Supplied entries
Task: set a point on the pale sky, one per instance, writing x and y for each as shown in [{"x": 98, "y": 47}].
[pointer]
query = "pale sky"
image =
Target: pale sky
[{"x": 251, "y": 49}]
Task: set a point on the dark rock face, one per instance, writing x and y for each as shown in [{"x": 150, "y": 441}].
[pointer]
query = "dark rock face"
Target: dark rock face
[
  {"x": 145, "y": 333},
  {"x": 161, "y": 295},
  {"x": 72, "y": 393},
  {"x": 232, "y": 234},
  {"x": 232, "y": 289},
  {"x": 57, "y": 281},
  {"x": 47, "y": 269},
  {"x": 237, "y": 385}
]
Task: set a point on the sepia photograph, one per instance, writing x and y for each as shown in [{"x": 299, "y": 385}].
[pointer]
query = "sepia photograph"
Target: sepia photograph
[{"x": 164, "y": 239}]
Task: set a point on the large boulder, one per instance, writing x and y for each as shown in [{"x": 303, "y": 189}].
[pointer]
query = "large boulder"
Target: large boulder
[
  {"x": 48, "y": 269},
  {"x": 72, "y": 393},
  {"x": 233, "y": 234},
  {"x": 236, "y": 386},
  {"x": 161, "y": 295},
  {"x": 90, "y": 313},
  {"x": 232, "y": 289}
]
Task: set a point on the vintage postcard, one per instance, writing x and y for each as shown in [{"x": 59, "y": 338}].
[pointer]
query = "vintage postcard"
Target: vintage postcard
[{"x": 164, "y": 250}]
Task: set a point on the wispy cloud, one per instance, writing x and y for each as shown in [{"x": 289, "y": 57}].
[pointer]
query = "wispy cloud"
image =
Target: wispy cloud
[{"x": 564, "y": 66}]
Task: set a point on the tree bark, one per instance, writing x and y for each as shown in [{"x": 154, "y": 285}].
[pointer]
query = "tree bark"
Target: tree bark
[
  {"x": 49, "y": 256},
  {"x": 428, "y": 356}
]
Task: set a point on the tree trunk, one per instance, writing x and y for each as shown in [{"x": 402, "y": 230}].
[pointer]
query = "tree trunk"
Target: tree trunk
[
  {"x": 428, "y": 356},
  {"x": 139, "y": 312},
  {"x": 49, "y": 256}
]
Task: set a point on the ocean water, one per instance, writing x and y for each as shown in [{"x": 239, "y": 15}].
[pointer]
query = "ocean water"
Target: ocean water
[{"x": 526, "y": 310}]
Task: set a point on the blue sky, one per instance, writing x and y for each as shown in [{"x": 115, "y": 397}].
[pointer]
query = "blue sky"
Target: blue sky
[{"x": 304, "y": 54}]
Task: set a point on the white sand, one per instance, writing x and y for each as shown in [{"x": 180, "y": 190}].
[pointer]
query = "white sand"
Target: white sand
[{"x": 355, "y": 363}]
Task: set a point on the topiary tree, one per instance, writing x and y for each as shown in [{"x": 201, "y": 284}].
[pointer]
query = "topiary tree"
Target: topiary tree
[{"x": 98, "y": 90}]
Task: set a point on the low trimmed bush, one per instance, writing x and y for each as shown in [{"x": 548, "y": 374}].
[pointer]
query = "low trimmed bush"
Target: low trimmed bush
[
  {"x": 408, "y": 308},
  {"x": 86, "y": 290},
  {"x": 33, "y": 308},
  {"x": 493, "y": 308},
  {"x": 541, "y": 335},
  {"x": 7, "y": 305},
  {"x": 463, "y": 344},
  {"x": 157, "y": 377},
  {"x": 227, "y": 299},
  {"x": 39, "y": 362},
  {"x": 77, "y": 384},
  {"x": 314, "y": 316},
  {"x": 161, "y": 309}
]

Problem
From the line containing "Task: set a point on the white" through the final line of the listing above, retype every line exactly; leave out everything else.

Task solution
Task: set a point on the white sand, one per instance, writing x and y for each as shown in [{"x": 180, "y": 190}].
[pointer]
query = "white sand"
Target: white sand
[{"x": 355, "y": 363}]
Task: set a point on the topiary tree, one per instance, writing x and y for each as shown in [{"x": 201, "y": 284}].
[pointer]
query = "topiary tree"
Target: topiary tree
[{"x": 98, "y": 90}]
Task: set a point on the low trimmed bush, one per instance, writing x and y for each as shown in [{"x": 548, "y": 374}].
[pointer]
query = "low trimmed bush"
Target: low trimmed bush
[
  {"x": 408, "y": 308},
  {"x": 86, "y": 290},
  {"x": 33, "y": 308},
  {"x": 493, "y": 308},
  {"x": 541, "y": 335},
  {"x": 7, "y": 305},
  {"x": 463, "y": 344},
  {"x": 157, "y": 377},
  {"x": 227, "y": 299},
  {"x": 39, "y": 362},
  {"x": 77, "y": 384},
  {"x": 314, "y": 316},
  {"x": 161, "y": 309}
]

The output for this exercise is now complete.